* _Prompt_:
Pull out from the material below all lines with "window".

* _Records supplied_:

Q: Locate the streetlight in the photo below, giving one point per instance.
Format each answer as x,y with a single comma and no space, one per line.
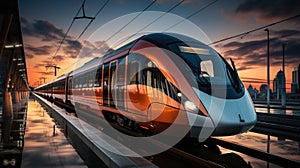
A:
268,68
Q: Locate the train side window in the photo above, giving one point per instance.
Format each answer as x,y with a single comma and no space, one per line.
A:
91,78
105,84
98,77
120,83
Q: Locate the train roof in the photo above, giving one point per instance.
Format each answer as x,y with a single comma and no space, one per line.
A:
159,39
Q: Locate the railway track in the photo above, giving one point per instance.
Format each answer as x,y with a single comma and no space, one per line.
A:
278,125
191,154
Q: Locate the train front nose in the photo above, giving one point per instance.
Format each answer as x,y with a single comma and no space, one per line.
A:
230,116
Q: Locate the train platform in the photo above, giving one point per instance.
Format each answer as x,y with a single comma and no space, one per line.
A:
44,143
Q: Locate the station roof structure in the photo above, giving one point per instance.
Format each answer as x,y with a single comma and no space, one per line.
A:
13,73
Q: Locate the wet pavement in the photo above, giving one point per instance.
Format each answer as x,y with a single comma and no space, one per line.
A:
45,146
277,146
295,112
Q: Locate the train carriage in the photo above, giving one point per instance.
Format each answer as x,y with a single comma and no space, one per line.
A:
152,80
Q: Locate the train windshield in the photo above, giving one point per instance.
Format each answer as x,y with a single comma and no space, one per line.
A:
211,71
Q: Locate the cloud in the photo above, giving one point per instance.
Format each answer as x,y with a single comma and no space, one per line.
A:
253,53
266,10
37,50
96,49
45,73
42,29
58,58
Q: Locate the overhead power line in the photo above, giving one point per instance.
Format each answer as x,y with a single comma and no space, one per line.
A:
143,28
93,19
130,21
260,28
148,6
191,15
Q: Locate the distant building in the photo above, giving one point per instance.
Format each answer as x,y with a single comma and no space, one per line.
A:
278,84
263,90
253,92
295,80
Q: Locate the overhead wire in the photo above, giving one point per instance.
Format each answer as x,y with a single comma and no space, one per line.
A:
98,12
93,19
65,35
131,20
147,7
191,15
256,29
143,28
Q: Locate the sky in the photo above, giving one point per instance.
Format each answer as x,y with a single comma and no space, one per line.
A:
46,23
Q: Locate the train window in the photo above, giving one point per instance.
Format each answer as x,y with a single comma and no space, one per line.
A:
91,78
105,85
112,83
207,68
98,77
120,82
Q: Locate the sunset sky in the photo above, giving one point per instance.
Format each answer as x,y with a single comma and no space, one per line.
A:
44,25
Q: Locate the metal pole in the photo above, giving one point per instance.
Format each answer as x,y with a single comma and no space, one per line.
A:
268,68
268,87
283,92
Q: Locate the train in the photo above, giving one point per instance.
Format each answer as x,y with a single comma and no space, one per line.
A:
148,83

* _Answer box_:
Q: Locate the train side window in the photo above, giving one point per instance.
Q: Locate the train window in the photo above, giving one point per instance.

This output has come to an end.